ACTION ITEM ->
Answer these questions from the cancer diagnosis account below:
1. Which two types of cancer were the two chemo regimes for?
2. Which two people questioned the writer about what was going on?
3. How old will the writer's daughter soon be?

So - most of the time I try and remain as upbeat as possible, and really have faced this whole Cancer diagnosis by way of avoidance - I go in, get blood taken, get pumped full of chemo, go home, and do it all again a week later. I think because of my long family history with Cancer I have dealt with it in such a way so it won't affect me as badly - because I know first hand the ugly side of this dreaded disease.
So, two weeks ago when I had my platelet transfusion, I was informed that my 'Cancer Markers' (whatever they're supposed to be - I really should ask more questions!) are up, and they should be going down instead of going up. So I was the unlucky recipient of two different Chemo regimes for two different types of Cancer - Uterine and NHL...until last week when I got sick with first a head cold/flu, and then gastro. My Oncologist, or rather, the doctor that works for my Oncologist has said that I need to take a few weeks off from treatment, and then get some scans done, and see just what it is we're dealing with. I was totally okay with coping with this on my own - meanwhile lying to my family and saying that my treatment was still continuing etc, etc.
Until Yesterday - when both my partner and my Aunt (who I live with) came in and bombarded me with questions - wanting to know what was going on and that something wasn't right with the whole situation. I then got asked the funniest question: Do we have a Cancer Problem, or a Drug Problem?!! The two of them were starting to think that due to many different changes and increases in pain medications that in fact I was a drug addict and not a Cancer Patient! Although I can laugh at it now, yesterday all I could do was cry - "If only I was a drug addict - that would be easier than dealing with this" - was my reply to them. So then everything came out - and I'm mad about it.
I'm mad because I was dealing with it by ignoring it - by 'sweeping it under the rug' and now that they all know, I honestly feel like I'm going through all the different stages of grief. All I can think about is my soon to be 16 month old daughter - who was very premature - had a hard start to life - and is still on oxygen. After seeing my mother and other family members and friends go through cancer - I'm not naive - I'm scared to death.
In a way it's a weight off my shoulders - but dealing with it by not dealing with it was SO much easier than this.
:(
Plus I feel awful for lying to my family for 2 weeks saying I was going up for chemo when I wasn't. Coming from someone who says they hate people that lie - I'm now a total hypocrite.
Not a good day for me today. 😞 Cancer Sucks.

DATA SUPPLIED ->
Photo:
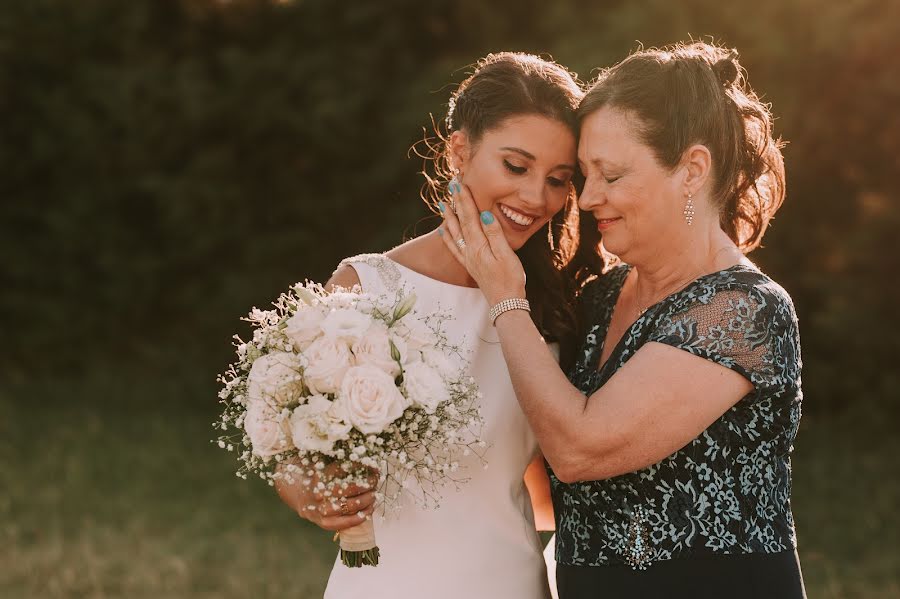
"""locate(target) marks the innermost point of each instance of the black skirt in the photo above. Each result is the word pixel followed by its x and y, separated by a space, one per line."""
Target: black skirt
pixel 708 576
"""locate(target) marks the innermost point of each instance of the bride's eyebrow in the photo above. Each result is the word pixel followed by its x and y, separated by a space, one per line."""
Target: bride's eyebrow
pixel 531 156
pixel 527 155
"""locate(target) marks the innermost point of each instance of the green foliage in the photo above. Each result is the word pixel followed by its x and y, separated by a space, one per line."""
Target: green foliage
pixel 111 488
pixel 166 164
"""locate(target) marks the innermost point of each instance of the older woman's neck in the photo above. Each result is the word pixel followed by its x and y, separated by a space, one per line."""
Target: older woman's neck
pixel 685 257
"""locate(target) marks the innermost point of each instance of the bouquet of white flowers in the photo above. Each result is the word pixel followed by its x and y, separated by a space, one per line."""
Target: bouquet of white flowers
pixel 356 384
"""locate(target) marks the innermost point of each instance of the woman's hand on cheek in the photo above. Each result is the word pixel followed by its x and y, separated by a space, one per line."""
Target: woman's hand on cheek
pixel 484 252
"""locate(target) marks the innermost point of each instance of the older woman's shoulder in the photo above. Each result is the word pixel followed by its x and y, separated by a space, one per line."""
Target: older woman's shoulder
pixel 748 279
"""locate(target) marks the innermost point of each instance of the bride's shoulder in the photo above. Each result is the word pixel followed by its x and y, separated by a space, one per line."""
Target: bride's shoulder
pixel 365 270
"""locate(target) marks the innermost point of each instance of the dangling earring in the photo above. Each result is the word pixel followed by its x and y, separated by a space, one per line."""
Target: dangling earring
pixel 689 210
pixel 454 188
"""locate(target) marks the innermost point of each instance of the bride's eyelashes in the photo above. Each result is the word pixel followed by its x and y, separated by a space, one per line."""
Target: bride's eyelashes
pixel 520 170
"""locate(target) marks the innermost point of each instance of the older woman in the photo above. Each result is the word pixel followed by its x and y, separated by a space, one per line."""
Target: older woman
pixel 668 445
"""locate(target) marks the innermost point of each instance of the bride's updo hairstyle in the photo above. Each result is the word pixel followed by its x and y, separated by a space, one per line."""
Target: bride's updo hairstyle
pixel 698 94
pixel 503 86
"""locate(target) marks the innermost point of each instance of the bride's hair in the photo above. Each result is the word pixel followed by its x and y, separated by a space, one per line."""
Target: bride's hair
pixel 502 86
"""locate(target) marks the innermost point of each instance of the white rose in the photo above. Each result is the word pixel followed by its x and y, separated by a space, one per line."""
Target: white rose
pixel 267 430
pixel 371 399
pixel 304 327
pixel 327 362
pixel 425 387
pixel 318 424
pixel 346 324
pixel 275 379
pixel 374 348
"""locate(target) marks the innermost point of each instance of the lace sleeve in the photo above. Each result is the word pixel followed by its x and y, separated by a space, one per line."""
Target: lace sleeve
pixel 752 331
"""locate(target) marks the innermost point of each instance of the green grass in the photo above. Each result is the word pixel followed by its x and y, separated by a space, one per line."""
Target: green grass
pixel 110 488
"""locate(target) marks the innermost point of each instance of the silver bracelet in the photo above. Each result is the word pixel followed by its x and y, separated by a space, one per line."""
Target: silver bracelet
pixel 515 303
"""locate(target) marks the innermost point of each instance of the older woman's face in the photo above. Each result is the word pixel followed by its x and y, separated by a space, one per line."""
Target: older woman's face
pixel 635 200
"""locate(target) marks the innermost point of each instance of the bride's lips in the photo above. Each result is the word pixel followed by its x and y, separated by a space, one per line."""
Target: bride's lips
pixel 606 223
pixel 516 219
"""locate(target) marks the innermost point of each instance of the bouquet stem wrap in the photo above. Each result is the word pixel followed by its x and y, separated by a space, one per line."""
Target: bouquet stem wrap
pixel 358 546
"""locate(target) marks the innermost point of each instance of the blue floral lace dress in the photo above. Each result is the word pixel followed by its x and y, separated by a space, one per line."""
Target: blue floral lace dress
pixel 716 513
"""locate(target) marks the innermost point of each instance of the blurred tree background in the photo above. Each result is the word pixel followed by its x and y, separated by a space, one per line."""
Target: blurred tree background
pixel 167 164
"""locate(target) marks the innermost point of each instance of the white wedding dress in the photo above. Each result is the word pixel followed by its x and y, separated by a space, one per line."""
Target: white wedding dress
pixel 481 542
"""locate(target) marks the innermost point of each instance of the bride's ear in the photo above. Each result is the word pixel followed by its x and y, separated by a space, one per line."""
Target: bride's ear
pixel 458 150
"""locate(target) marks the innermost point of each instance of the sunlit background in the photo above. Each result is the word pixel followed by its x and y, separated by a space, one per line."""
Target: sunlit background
pixel 167 164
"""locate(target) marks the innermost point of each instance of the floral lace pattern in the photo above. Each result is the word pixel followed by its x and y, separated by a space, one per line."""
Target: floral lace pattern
pixel 728 490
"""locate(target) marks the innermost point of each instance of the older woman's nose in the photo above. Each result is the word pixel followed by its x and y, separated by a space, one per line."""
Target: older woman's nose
pixel 591 196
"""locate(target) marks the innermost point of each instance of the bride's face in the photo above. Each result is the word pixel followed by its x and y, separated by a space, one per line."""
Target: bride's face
pixel 521 171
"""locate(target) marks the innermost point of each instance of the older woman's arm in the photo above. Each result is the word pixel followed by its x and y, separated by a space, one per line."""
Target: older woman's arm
pixel 653 406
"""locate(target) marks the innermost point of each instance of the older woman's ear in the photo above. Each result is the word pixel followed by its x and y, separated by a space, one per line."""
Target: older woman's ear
pixel 697 167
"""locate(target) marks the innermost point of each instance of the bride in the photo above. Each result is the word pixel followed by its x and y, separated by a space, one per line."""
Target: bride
pixel 511 136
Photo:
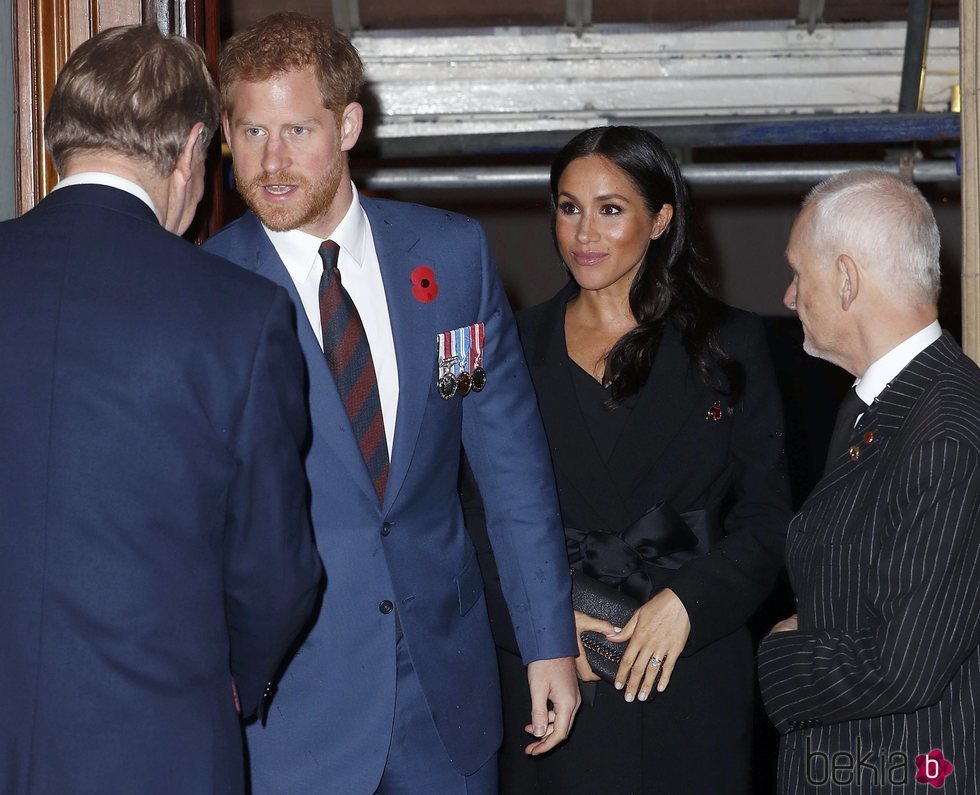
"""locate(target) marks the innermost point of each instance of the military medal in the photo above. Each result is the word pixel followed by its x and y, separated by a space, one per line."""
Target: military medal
pixel 479 379
pixel 460 354
pixel 478 376
pixel 447 386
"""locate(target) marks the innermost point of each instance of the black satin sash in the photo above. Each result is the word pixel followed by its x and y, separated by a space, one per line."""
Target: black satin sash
pixel 639 559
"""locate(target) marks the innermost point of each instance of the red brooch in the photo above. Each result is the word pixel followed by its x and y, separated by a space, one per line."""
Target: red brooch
pixel 424 286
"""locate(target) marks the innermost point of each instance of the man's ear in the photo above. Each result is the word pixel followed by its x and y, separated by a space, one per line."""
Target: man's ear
pixel 850 280
pixel 351 123
pixel 185 160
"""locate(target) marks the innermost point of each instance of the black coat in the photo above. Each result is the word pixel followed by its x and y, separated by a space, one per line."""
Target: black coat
pixel 688 445
pixel 885 558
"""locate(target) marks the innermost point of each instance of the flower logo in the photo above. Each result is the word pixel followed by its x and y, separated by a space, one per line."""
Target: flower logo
pixel 932 768
pixel 424 286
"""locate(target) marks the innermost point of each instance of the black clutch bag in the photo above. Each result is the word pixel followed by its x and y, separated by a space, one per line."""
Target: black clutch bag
pixel 597 599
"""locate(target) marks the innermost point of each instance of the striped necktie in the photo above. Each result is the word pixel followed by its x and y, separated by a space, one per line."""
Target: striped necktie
pixel 349 358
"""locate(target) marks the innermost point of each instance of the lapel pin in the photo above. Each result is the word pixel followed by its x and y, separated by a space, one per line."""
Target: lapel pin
pixel 424 285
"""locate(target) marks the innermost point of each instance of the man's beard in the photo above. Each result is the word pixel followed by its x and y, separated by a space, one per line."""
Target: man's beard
pixel 317 196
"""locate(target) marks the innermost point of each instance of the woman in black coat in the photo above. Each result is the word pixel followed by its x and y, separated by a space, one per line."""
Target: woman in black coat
pixel 664 422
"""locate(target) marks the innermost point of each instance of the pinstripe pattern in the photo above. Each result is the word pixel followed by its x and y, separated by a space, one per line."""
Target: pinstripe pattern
pixel 885 560
pixel 349 357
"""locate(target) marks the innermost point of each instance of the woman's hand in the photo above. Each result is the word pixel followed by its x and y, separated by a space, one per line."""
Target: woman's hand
pixel 657 634
pixel 587 623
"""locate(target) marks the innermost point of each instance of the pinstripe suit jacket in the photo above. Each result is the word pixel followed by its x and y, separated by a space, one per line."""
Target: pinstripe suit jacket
pixel 884 557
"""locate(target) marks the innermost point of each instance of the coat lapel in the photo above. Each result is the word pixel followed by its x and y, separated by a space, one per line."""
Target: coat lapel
pixel 415 341
pixel 671 394
pixel 329 417
pixel 573 451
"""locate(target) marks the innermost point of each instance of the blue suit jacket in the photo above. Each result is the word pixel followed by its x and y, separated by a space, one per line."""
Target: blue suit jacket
pixel 154 542
pixel 329 727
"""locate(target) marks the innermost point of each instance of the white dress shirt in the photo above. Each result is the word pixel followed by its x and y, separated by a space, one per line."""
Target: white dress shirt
pixel 361 277
pixel 883 370
pixel 111 181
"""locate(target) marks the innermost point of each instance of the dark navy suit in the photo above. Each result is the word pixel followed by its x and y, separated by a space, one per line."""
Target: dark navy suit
pixel 884 557
pixel 330 724
pixel 154 543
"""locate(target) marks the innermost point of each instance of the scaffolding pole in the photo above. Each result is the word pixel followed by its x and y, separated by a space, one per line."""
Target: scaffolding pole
pixel 969 60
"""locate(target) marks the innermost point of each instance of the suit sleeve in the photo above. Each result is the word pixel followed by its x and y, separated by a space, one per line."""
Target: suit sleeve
pixel 723 589
pixel 272 572
pixel 923 593
pixel 506 447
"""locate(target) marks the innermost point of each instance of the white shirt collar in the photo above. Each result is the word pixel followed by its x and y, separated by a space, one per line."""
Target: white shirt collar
pixel 883 371
pixel 111 181
pixel 300 250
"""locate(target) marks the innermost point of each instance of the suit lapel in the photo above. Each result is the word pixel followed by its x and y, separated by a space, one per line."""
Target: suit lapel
pixel 887 416
pixel 573 450
pixel 330 420
pixel 412 329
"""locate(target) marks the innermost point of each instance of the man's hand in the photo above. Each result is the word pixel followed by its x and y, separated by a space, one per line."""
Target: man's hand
pixel 554 681
pixel 786 625
pixel 586 623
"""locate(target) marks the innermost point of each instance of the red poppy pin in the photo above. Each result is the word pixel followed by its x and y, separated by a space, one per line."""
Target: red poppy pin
pixel 424 286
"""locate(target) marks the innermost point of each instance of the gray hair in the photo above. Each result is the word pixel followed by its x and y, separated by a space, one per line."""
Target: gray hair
pixel 133 91
pixel 880 219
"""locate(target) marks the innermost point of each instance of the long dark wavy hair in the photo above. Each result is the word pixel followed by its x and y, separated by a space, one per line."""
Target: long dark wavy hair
pixel 668 286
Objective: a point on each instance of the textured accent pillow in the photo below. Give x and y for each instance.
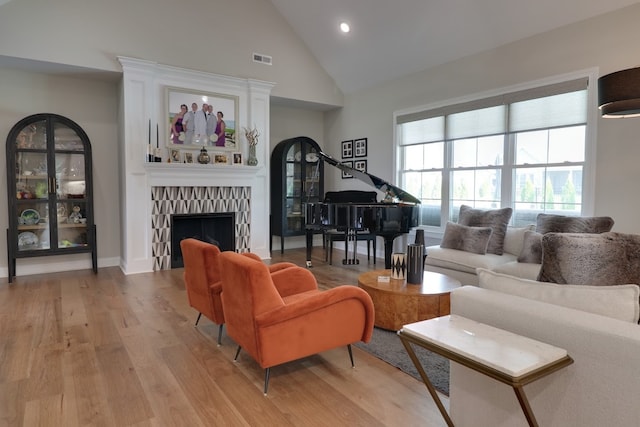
(513, 238)
(590, 259)
(497, 219)
(531, 248)
(464, 238)
(619, 302)
(547, 223)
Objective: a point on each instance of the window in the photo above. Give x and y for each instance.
(525, 149)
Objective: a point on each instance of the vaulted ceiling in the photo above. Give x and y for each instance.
(390, 39)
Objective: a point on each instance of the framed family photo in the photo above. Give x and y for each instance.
(179, 104)
(347, 149)
(360, 147)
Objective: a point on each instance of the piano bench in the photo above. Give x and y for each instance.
(331, 236)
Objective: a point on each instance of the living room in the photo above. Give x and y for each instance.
(67, 64)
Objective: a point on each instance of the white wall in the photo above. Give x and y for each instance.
(212, 35)
(608, 42)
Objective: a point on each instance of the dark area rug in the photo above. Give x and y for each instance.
(387, 346)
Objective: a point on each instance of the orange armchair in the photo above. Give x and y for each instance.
(283, 316)
(202, 278)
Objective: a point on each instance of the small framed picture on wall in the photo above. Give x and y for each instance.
(346, 175)
(220, 158)
(360, 147)
(237, 158)
(175, 156)
(347, 149)
(360, 165)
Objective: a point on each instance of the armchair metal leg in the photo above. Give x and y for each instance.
(266, 380)
(220, 334)
(353, 365)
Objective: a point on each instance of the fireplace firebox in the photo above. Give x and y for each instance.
(215, 228)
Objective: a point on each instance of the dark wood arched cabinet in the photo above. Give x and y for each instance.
(297, 177)
(49, 189)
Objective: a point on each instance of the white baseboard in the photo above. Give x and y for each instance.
(43, 265)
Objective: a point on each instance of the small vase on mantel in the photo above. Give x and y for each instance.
(252, 160)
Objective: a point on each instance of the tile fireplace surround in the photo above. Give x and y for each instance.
(151, 192)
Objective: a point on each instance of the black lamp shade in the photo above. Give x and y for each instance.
(619, 93)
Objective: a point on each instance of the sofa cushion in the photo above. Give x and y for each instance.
(524, 270)
(618, 301)
(514, 238)
(466, 238)
(497, 219)
(547, 223)
(590, 259)
(531, 248)
(467, 262)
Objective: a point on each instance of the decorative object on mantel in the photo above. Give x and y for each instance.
(619, 94)
(157, 153)
(252, 138)
(150, 158)
(203, 157)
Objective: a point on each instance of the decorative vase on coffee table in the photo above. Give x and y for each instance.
(415, 264)
(398, 266)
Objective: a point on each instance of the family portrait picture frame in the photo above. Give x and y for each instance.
(175, 98)
(360, 147)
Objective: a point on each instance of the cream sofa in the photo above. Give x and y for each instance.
(600, 388)
(462, 265)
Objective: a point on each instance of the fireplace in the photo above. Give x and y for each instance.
(215, 228)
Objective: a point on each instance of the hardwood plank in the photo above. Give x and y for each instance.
(108, 349)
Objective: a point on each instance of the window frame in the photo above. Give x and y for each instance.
(508, 166)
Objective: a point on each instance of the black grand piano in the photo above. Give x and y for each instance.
(395, 215)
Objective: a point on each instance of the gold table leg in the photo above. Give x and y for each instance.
(427, 382)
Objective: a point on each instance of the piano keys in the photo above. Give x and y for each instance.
(353, 211)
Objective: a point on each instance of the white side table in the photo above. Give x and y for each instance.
(504, 356)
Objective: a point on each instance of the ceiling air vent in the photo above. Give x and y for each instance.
(263, 59)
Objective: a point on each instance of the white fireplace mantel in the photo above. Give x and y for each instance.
(143, 89)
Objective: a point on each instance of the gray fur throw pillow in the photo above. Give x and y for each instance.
(531, 248)
(547, 223)
(465, 238)
(497, 219)
(590, 259)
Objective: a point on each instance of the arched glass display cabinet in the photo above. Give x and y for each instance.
(297, 177)
(49, 187)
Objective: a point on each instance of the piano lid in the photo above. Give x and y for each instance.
(392, 193)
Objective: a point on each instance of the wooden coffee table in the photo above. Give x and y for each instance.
(398, 303)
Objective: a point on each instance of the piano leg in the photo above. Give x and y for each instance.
(350, 236)
(309, 246)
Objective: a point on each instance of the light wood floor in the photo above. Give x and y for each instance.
(80, 349)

OUTPUT OF THE TASK ->
1. Uterine cancer and NHL.
2. The writer's partner and aunt.
3. Sixteen months old.